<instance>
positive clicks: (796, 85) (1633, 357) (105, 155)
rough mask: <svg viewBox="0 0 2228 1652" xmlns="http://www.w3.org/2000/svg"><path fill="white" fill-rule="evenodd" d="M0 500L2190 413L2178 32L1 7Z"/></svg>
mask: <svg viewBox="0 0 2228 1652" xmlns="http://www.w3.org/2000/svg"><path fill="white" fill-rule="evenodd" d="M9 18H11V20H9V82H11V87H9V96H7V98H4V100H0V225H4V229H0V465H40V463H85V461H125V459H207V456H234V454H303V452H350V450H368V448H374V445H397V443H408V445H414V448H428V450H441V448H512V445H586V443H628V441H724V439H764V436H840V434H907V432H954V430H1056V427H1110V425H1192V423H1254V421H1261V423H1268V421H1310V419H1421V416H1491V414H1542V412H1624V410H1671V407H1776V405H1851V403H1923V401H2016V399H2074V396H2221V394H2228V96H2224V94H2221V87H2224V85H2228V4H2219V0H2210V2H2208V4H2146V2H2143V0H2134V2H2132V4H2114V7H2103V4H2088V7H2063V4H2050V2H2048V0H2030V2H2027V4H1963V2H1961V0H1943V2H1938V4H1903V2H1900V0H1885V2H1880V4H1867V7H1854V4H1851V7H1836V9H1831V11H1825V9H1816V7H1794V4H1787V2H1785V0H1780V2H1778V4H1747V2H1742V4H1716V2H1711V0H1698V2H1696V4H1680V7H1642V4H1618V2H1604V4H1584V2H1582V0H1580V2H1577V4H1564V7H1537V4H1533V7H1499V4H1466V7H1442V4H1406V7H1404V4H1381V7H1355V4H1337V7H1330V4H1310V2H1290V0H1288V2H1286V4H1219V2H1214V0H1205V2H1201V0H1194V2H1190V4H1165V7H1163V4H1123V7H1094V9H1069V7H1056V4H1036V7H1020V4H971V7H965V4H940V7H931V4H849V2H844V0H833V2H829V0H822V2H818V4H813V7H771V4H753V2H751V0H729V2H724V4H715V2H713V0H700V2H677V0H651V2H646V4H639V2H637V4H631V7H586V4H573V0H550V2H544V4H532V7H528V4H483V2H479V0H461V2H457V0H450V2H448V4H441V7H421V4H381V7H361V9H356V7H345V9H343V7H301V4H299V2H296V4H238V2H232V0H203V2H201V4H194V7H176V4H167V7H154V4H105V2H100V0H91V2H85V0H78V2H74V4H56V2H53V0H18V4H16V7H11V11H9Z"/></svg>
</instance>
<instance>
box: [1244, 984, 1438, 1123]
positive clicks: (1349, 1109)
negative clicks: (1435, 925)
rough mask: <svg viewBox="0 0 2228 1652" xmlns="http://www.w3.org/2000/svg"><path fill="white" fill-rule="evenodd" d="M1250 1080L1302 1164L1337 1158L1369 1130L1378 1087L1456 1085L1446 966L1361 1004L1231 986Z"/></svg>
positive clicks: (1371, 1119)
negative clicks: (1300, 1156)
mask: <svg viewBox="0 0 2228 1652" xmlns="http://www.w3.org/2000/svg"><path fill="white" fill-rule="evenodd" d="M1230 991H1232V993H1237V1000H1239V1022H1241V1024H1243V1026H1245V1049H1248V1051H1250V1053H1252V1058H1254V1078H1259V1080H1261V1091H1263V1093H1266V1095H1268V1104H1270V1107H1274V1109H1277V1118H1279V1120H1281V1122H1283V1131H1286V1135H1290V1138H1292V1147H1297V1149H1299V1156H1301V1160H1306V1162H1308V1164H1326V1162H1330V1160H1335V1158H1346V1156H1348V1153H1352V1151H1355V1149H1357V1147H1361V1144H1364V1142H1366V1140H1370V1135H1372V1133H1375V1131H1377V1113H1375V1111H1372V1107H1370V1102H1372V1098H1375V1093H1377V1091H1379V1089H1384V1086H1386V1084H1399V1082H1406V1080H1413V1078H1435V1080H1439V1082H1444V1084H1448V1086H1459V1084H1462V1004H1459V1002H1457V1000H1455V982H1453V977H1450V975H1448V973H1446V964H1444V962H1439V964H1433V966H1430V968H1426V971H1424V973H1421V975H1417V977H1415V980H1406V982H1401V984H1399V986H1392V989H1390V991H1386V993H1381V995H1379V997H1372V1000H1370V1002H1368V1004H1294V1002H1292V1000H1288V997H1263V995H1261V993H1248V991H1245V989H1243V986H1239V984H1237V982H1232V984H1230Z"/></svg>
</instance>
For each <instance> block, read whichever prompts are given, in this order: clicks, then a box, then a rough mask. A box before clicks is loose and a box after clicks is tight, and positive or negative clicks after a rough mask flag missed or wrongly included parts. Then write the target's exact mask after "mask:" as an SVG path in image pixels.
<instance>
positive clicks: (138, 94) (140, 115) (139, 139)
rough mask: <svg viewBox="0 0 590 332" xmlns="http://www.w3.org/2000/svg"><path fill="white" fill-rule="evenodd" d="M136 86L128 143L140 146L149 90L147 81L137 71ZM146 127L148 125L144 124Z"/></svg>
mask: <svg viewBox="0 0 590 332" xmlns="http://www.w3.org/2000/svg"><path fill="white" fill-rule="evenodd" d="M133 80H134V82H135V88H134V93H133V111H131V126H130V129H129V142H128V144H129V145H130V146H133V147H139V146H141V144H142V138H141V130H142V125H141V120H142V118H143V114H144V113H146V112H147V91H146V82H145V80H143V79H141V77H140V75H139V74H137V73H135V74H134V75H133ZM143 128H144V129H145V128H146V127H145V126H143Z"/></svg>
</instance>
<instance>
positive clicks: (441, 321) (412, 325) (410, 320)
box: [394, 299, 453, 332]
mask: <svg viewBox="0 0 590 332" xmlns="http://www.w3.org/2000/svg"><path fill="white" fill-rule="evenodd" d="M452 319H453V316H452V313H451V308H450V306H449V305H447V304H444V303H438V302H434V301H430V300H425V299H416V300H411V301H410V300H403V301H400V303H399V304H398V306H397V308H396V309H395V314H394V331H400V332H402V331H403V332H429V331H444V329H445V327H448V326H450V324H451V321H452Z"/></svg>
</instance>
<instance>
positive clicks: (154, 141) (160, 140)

WORK ITEM - Rewrite the records as a JSON list of strings with one string per line and blank lines omitted. Start at the first line of the records and stop after the line that contains "500L2190 413L2178 32L1".

YOUR SOLUTION -
[
  "<instance>",
  "positive clicks: (796, 85) (1633, 357) (105, 155)",
  "rough mask: <svg viewBox=\"0 0 2228 1652\" xmlns=\"http://www.w3.org/2000/svg\"><path fill=\"white\" fill-rule=\"evenodd\" d=\"M0 500L2190 413L2178 32L1 7Z\"/></svg>"
]